**EXTRACT TO READ:**
Metadata-Version: 2.1
Name: cropnet
Version: 0.1.6
Summary: A Python package for the CropNet dataset
Author: Anonymous AI4Science
Author-email: anonymous.ai4science@gmail.com
License: Free for non-commercial use
Classifier: Development Status :: 3 - Alpha
Classifier: Intended Audience :: Science/Research
Classifier: License :: Free for non-commercial use
Classifier: Operating System :: MacOS
Classifier: Operating System :: POSIX :: Linux
Classifier: Programming Language :: Python :: 3.7
Classifier: Programming Language :: Python :: 3.8
Classifier: Programming Language :: Python :: 3.9
Classifier: Programming Language :: Python :: 3.10
Description-Content-Type: text/markdown

# CropNet

CropNet is an open, large-scale, and deep learning-ready dataset, specifically targeting climate change-aware crop yield predictions for the contiguous United States (U.S.) continent at the county level. It is composed of three modalities of data, i.e., Sentinel-2 Imagery, WRF-HRRR Computed Dataset, and USDA Crop Dataset, aligned in both the spatial and temporal domains, for over 2200 U.S. counties spanning 6 years (2017-2022). It is expected to facilitate researchers in developing deep learning models for timely and precisely predicting crop yields at the county level, by accounting for the effects of both short-term growing season weather variations and long-term climate change on crop yields.



## Overview

The CropNet dataset is composed of three modalities of data, i.e., Sentinel-2 Imagery, WRF-HRRR Computed Dataset, and USDA Crop Dataset, spanning from 2017 to 2022 (i.e., 6 years) across 2291 U.S. counties. 

- The dataset is available at [Google Drive](https://drive.google.com/drive/folders/1Js98GAxf1LeAUTxP1JMZZIrKvyJStDgz)

- The tutorials for each modality of data are availbale at [Github](https://anonymous.4open.science/r/CropNet)

  

#### Sentinel-2 Imagery

The Sentinel-2 Imagery, obtained from the [Sentinel-2 mission](https://sentinel.esa.int/web/sentinel/missions/sentinel-2), provides high-resolution satellite images for monitoring crop growth on the ground. It contains 224x224 RGB satellite images, with a spatial resolution of 9x9 km, and a revisit frequency of 14 days.

**DATA LINES:**

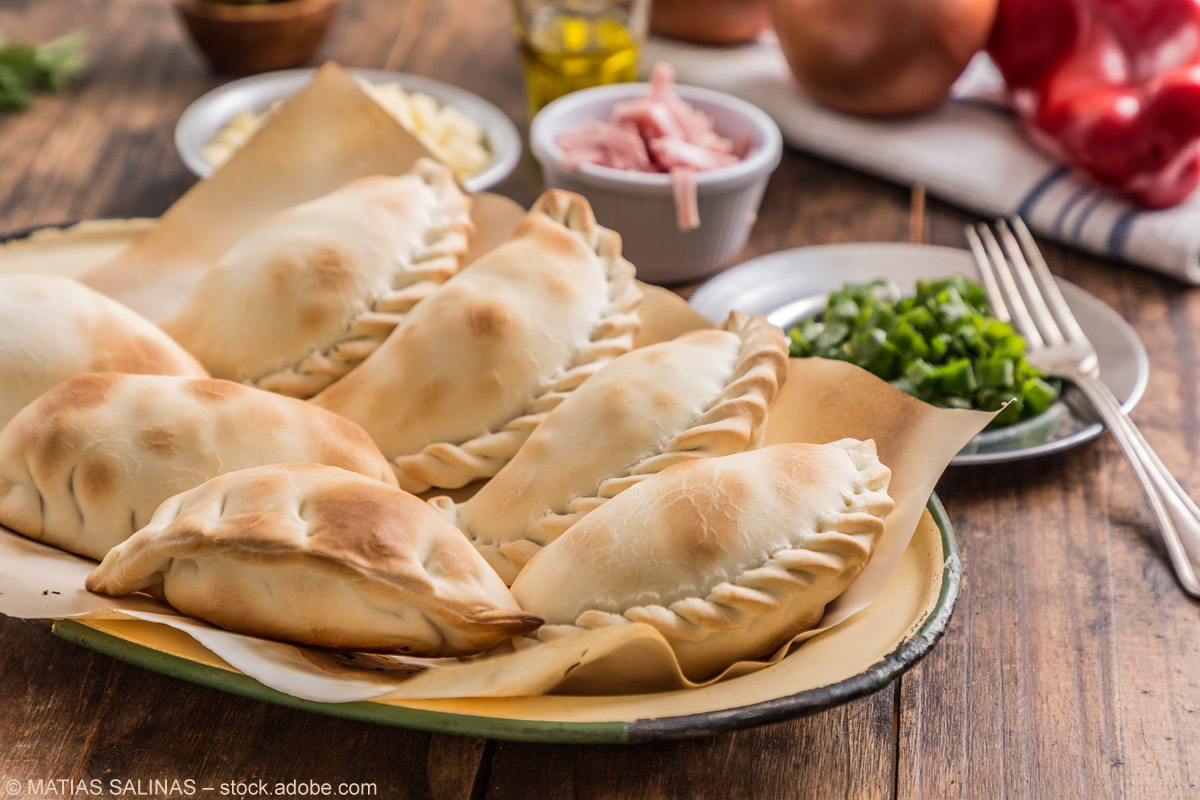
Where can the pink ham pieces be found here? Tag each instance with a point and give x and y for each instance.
(655, 133)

**WHAT YOU WILL DO:**
A) Answer these questions about the CropNet package description, one per line:
(i) What version number does the package have?
(ii) According to the Overview, how many U.S. counties does the dataset cover?
(iii) What is the revisit frequency of the Sentinel-2 Imagery?
B) List every Python version that the classifiers in the CropNet package description name.
C) Write a continuation of the CropNet package description, starting after its last sentence.

**RESPONSES:**
A)
(i) 0.1.6
(ii) 2291
(iii) 14 days

B) 3.7, 3.8, 3.9, 3.10

C)
#### WRF-HRRR Computed Dataset

The WRF-HRRR Computed Dataset, sourced from the [WRF-HRRR model](https://home.chpc.utah.edu/~u0553130/Brian_Blaylock/hrrr_FAQ.html), contains daily and monthly meteorological parameters, with the former and the latter designed for capturing the direct effects of short-term growing season weather variations on crop growth, and for learning the indirect impacts of long-term climate change on crop yields, respectively. It contains 9 meteorological parameters gridded at 9 km in a one-day (and one-month) interval.

#### USDA Crop Dataset

The USDA Crop Dataset, collected from the [USDA Quick Statistic website](https://quickstats.nass.usda.gov/), offers valuable crop information, such as production, yield, etc., for crops grown at each available county. It offers crop information for four types of crops, i.e., corn, cotton, soybeans, and winter wheat, at a county-level basis, with a temporal resolution of one year.



Although our initial goal of crafting the CropNet dataset is for precise crop yield prediction, we believe its future applicability is broad and can benefit the deep learning, agriculture, and meteorology communities, for exploring more interesting and critical climate change-related applications, by using one or more modalities of data.



## Pipeline

The code in this reposity:

1. combines all three modalities of data to create $(\mathbf{x}, \mathbf{y_{s}}, \mathbf{y_{l}}, \mathbf{z})$ tuples, with $\mathbf{x}$, $\mathbf{y_{s}}$, $\mathbf{y_{l}}$, and $\mathbf{z}$ representing satellite images, short-term daily whether parameters, long-term monthly meteorological parameters, and ground-truth crop yield (or production) information, respectively and
2. exposes those tuples via a `Dataset` object.

Notably, one or more modalities of data can be used for specific deep learning tasks. For example,

1. satellite images can be solely utilized for pre-training deep neural networks in a self-supervised learning manner (e.g., [SimCLR](https://arxiv.org/pdf/2002.05709.pdf), [MAE](https://arxiv.org/pdf/2111.06377.pdf), etc.), or
2. a pair of $(\mathbf{x}, \mathbf{y_{s}})$ under the same 9x9 km grid can be used for exploring the local weather effect on crop growth.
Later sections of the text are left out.